** What to do **
Word for word, restate every line of the listing that follows.

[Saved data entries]
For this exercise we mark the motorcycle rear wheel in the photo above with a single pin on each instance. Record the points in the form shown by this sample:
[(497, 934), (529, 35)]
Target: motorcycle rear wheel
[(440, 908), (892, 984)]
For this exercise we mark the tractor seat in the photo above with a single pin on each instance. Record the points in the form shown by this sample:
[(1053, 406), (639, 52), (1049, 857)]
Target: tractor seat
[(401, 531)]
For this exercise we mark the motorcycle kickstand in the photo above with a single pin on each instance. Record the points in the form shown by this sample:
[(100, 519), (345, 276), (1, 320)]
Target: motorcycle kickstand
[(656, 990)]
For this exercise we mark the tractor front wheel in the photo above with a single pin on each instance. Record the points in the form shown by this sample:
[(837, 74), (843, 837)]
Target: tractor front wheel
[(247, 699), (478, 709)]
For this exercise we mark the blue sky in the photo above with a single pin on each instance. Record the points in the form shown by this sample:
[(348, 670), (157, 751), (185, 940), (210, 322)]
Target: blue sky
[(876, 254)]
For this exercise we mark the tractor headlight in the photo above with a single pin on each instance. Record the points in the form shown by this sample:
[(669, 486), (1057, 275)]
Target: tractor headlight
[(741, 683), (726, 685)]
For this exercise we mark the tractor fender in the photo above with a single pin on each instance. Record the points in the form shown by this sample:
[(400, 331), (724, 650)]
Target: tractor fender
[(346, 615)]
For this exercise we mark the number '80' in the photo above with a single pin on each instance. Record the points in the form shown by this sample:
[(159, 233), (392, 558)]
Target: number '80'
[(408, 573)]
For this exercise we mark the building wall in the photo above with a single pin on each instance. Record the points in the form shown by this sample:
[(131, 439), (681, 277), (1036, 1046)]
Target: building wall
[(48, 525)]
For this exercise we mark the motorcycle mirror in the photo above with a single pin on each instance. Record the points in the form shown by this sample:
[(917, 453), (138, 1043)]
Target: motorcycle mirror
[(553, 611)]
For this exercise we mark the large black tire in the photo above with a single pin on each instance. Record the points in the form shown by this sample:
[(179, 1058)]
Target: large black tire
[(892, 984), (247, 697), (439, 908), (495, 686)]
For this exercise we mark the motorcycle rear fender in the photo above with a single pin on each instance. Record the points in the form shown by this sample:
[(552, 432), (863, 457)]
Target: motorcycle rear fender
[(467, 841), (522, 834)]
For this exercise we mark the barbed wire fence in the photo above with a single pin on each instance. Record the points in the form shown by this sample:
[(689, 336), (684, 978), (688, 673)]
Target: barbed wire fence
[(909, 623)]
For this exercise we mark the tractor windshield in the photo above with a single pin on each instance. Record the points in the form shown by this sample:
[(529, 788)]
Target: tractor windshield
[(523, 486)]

** Solved problem **
For this exercise we mark the motorcycle rear wheel in the photo above with a single pin on each instance. Record the points in the form shown by this sample:
[(497, 934), (529, 35)]
Target: motorcycle rear wheel
[(440, 908), (892, 984)]
For this exercise we mark the tractor seat in the photo above with a single pin on each instance. Record the points in the form shown by this sample:
[(1053, 406), (639, 52), (1049, 857)]
Target: tractor seat
[(401, 531)]
For this exercise we mark the motorcycle kickstand in the photo above with a single pin on each instance. Record the points in the form shown by this sample:
[(100, 519), (345, 276), (1, 320)]
Target: motorcycle kickstand
[(656, 990)]
For this exercise we mark the tractor front wheel in the photo above with a single pin on each instance. Record the points in the form shown by this sample:
[(837, 74), (843, 837)]
Target: tractor front wheel
[(247, 699), (478, 709)]
For this exercise we mark the blue sky in the photo above with a single pin on each instance. Record the points in the form shown by this sample:
[(348, 670), (157, 751), (185, 940), (210, 322)]
Target: blue sky
[(876, 254)]
For this exercise we mark the tractor headlight in the photo above with a single pin on each instance. Record the points in the form shown by this sample:
[(669, 486), (1057, 275)]
Target: tractor headlight
[(741, 683), (726, 685)]
For this exercise we mark the tractor fender in the photo above with a single pin on each instance. Record the points in the form shown by this sample:
[(400, 331), (724, 650)]
Target: tractor fender
[(346, 615)]
For this exercise we mark the number '80' in the photo above with a single pin on each instance. Record the points in the form shown by this sample:
[(159, 233), (392, 558)]
Target: number '80'
[(408, 573)]
For this exercise we mark the building wall in the photo above with a single pin on each instance. Record the points in the form shown by this sample:
[(131, 439), (681, 277), (1036, 1046)]
Target: building wall
[(48, 525)]
For this exercise we mark the motorcycle mirror in the photo above with a single pin on each instance. Record the points in the form shown by this sample:
[(917, 453), (138, 1043)]
Target: motorcycle mirror
[(553, 611)]
For this exercise we mark the large black tire in the photo above with a single pin on each instance. Record the points in the form shown by this sample:
[(179, 1058)]
Target: large black tire
[(892, 984), (247, 697), (439, 908), (495, 686)]
For this exercise we mark the motorcycle rear fender in the photo above with a single pin on each instance. Record the points in the form shown by this sample:
[(552, 432), (863, 457)]
Target: motorcycle rear fender
[(467, 841), (522, 834)]
For this exercise we mark the barbed wire fence in the photo above with a single pin on each instance. Record the points in the form shown by this sample:
[(689, 336), (684, 978), (688, 673)]
Target: barbed wire fence
[(909, 623)]
For this exercise we mark the tractor windshield in the photo above with a single pin on each instance. Record the points in the form shown by this sample:
[(529, 788)]
Target: tractor windshield
[(523, 486)]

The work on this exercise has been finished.